-- START --
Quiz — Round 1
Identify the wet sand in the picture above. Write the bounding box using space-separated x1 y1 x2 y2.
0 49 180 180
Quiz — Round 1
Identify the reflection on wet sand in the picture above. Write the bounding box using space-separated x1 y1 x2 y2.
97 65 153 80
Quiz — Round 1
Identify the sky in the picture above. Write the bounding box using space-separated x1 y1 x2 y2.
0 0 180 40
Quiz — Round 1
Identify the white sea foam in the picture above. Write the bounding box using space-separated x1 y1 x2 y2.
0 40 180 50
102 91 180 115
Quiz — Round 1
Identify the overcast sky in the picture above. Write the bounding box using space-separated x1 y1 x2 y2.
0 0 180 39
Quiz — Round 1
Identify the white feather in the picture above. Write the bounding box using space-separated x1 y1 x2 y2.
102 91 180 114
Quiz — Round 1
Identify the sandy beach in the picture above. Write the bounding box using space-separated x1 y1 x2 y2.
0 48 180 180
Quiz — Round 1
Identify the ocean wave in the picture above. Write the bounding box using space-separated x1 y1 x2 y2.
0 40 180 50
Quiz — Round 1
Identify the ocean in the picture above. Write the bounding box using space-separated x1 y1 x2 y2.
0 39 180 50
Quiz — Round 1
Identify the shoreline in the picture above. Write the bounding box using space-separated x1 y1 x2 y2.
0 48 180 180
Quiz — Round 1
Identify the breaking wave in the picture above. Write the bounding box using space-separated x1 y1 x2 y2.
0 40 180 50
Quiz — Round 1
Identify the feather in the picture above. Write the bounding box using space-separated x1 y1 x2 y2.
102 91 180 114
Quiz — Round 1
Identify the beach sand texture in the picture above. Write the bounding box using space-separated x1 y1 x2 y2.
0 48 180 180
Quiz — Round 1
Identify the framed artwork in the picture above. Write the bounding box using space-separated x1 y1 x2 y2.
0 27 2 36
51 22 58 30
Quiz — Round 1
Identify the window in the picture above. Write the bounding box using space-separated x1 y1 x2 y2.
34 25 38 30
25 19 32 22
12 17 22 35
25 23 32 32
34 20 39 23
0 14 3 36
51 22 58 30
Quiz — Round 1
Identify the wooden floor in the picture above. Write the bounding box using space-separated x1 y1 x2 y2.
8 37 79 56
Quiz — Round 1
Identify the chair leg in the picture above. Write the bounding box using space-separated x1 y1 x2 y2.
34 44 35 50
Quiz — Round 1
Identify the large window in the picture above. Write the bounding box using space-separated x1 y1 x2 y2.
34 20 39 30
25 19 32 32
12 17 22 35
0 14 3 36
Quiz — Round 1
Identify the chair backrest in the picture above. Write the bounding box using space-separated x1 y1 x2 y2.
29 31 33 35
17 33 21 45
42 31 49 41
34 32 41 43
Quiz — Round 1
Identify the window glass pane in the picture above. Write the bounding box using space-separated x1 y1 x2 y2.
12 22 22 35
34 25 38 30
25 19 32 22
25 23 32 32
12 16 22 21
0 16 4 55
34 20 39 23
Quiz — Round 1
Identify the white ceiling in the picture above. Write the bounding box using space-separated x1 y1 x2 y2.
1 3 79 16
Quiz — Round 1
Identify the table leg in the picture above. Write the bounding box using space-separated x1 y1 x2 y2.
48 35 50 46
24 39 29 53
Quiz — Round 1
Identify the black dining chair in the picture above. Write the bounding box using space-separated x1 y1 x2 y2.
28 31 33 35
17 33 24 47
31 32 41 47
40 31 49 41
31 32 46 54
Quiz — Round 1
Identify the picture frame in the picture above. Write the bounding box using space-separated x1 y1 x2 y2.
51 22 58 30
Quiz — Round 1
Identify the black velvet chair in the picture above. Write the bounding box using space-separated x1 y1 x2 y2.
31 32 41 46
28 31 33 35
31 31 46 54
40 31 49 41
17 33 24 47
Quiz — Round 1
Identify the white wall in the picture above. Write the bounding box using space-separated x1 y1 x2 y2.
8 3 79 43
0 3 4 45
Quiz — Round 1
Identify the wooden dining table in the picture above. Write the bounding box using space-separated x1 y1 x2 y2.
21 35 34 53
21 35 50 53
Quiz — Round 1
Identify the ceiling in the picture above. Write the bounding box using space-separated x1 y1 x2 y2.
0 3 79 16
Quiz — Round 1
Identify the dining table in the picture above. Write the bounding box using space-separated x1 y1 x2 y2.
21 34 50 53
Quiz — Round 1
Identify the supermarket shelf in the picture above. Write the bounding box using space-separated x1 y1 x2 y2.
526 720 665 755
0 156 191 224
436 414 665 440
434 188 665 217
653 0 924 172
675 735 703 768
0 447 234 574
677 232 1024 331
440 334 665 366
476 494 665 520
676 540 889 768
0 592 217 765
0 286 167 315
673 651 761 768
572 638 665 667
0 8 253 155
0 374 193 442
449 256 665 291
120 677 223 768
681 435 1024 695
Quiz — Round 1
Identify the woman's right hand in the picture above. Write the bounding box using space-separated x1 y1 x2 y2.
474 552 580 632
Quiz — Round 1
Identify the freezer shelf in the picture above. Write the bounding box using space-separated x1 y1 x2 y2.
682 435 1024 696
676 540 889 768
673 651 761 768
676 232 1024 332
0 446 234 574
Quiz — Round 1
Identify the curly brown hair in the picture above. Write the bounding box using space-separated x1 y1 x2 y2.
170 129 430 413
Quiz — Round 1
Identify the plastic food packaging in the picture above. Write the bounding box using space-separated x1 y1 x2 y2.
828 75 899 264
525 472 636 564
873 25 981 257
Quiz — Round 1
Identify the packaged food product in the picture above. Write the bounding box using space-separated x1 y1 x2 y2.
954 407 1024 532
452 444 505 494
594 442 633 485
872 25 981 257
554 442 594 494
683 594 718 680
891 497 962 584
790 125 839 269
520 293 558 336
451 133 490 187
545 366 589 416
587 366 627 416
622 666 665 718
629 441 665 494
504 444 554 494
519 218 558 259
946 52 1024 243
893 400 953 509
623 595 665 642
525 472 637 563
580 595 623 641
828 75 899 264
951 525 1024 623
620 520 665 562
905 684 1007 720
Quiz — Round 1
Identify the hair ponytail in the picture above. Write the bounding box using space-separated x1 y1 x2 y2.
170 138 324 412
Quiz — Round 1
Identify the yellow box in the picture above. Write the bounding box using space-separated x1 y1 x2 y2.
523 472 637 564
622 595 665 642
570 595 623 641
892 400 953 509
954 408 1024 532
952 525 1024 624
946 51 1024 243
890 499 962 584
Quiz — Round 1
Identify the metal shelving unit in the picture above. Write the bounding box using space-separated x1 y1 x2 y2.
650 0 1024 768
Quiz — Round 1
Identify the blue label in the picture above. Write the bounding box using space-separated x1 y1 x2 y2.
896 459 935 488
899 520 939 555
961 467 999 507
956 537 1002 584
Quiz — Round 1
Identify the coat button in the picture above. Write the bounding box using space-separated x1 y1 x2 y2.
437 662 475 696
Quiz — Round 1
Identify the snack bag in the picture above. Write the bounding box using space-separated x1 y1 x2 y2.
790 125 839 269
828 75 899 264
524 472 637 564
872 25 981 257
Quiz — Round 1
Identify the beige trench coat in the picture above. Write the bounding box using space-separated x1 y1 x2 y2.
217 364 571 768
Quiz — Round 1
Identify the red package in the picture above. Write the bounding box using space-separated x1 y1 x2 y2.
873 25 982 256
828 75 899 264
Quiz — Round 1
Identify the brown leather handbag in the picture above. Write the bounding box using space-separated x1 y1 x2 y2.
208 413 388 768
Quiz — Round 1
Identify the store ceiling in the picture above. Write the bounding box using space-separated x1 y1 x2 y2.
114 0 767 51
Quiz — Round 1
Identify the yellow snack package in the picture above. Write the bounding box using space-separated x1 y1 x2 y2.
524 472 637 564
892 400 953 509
-- END --
How many lines of the records contain the word "coat"? Reply with the number alone.

■ **Answer for the task**
2